** Excerto do texto **
-------

4 - O Reino Unido concede aos seus residentes o direito à dedução no imposto do Reino Unido «do imposto português pagável por força da legislação de Portugal e de acordo com a presente Convenção, quer directamente, quer por dedução, sobre os lucros, rendimentos ou ganhos tributáveis de fontes situadas em Portugal, excluído, no caso de dividendos, o imposto pagável relativamente aos lucros de que aquelas foram distribuídos, será deduzido do imposto do Reino Unido calculado sobre os lucros, rendimentos ou ganhos tributáveis em relação aos quais o imposto português for calculado

 

- Ou seja, aquilo que seria aparentemente uma restrição à livre circulação dos capitais poderá ser justificada, se vigorar uma neutralização por uma convenção bilateral para evitar a dupla tributação celebrada entre o Estado da fonte dos dividendos e o Estado de residência da sociedade beneficiária.

 

- Lembra a Requerida que a jurisprudência do TJUE (V., acórdãos C-17/14, ACT Group Litigation C-374/04, Amurta, C-379/05, Comissão/Espanha, C-487/08 e Société Génerale C-17/14) tem, em diversas ocasiões, reiterado que não se pode excluir que um Estado-Membro consiga garantir o cumprimento das suas obrigações resultantes do Tratado através da celebração de uma convenção destinada a evitar a dupla tributação com outro Estado-Membro, considerando que: «Para esse efeito, é necessário que a aplicação de semelhante convenção permita compensar os efeitos da diferença de tratamento decorrente da legislação nacional. Assim, o Tribunal de Justiça declarou que só no caso de o imposto retido na fonte nos termos da legislação nacional poder ser imputado no imposto devido noutro Estado-Membro até ao montante da diferença de tratamento decorrente da legislação nacional é que desaparece a diferença de tratamento entre os dividendos distribuídos a sociedades estabelecidas noutros Estados-Membros e os dividendos distribuídos às sociedades residentes»

-------

** Tarefa indicada 1 **
Copie literalmente todos os registos que se seguem, do primeiro ao último, omitindo as imagens.

-------

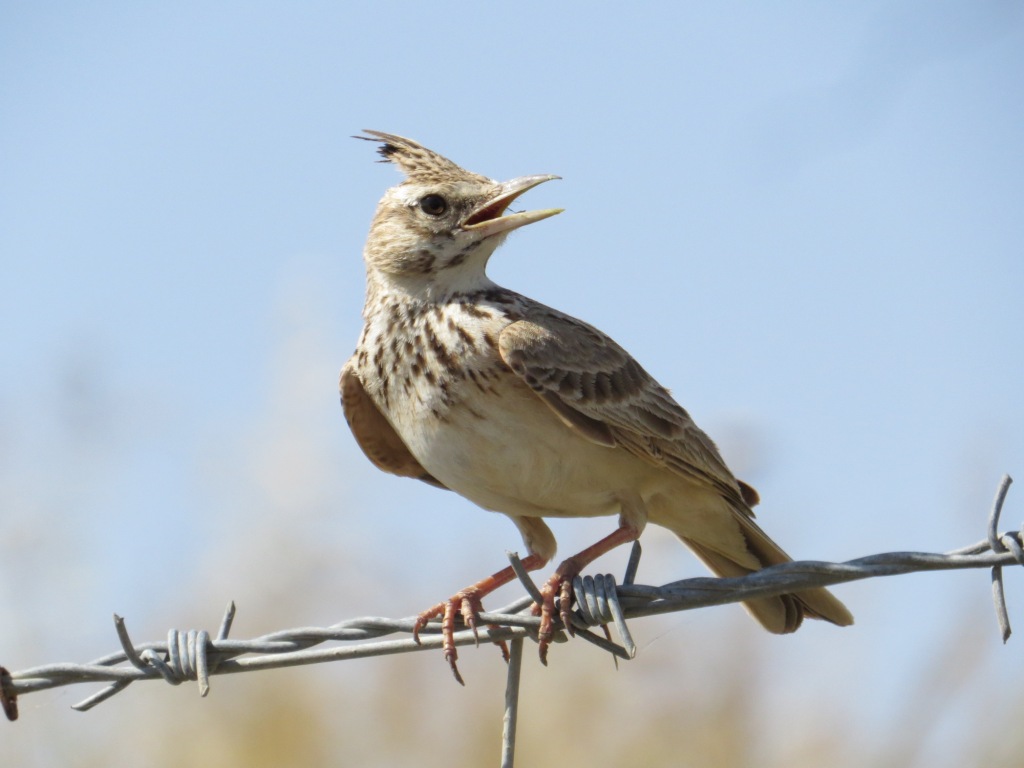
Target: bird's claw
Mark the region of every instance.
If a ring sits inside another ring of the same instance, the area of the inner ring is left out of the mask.
[[[455,646],[456,617],[462,617],[462,623],[473,631],[473,637],[476,640],[476,644],[479,645],[480,633],[477,616],[482,610],[483,603],[479,593],[476,590],[467,589],[453,595],[442,603],[437,603],[437,605],[427,608],[427,610],[416,617],[416,624],[413,625],[413,639],[416,642],[420,642],[420,630],[426,627],[430,623],[430,620],[440,616],[441,650],[444,653],[444,660],[449,663],[452,674],[455,675],[455,679],[460,685],[465,685],[466,683],[459,673],[459,665],[457,664],[459,651],[456,650]],[[505,641],[498,640],[495,642],[495,645],[498,645],[502,649],[502,656],[508,662],[509,649]]]
[[[541,588],[544,600],[541,605],[534,606],[534,612],[541,614],[541,629],[537,634],[541,664],[548,664],[548,646],[555,636],[555,597],[558,598],[558,618],[569,635],[572,629],[572,575],[556,570]]]

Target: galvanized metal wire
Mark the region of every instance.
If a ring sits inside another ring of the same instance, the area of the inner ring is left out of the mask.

-------

** Tarefa indicada 2 **
Responda a estas perguntas com base no excerto sobre a dupla tributação:
(a) De que fontes provêm os lucros, rendimentos ou ganhos tributáveis sobre os quais incide o imposto português dedutível no imposto do Reino Unido?
(b) Entre que Estados deve ser celebrada a convenção bilateral capaz de justificar a aparente restrição à livre circulação dos capitais?
(c) Segundo a passagem citada, o que é necessário que a aplicação de semelhante convenção permita?

** Resposta completa 1 **
Target: bird's claw
Mark the region of every instance.
If a ring sits inside another ring of the same instance, the area of the inner ring is left out of the mask.
[[[455,646],[456,617],[462,617],[462,623],[473,631],[473,637],[476,640],[476,644],[479,645],[480,633],[477,616],[482,610],[483,603],[479,593],[476,590],[467,589],[453,595],[442,603],[437,603],[437,605],[427,608],[427,610],[416,617],[416,624],[413,625],[413,639],[416,642],[420,642],[420,630],[426,627],[430,623],[430,620],[440,616],[441,650],[444,653],[444,660],[449,663],[452,674],[455,675],[455,679],[460,685],[465,685],[466,683],[459,673],[459,665],[457,664],[459,651],[456,650]],[[505,641],[498,640],[495,642],[495,645],[498,645],[502,649],[502,656],[508,662],[509,649]]]
[[[541,588],[544,600],[541,605],[534,606],[534,612],[541,614],[541,629],[537,634],[541,664],[548,664],[548,646],[555,636],[555,597],[558,598],[558,618],[569,635],[572,629],[572,575],[556,570]]]

Target: galvanized metal wire
Mark the region of every instance.
If a ring sits inside another ring of the same instance, the area of the inner ring is left out of the mask.

** Resposta completa 2 **
(a) De fontes situadas em Portugal.
(b) Entre o Estado da fonte dos dividendos e o Estado de residência da sociedade beneficiária.
(c) Que permita compensar os efeitos da diferença de tratamento decorrente da legislação nacional.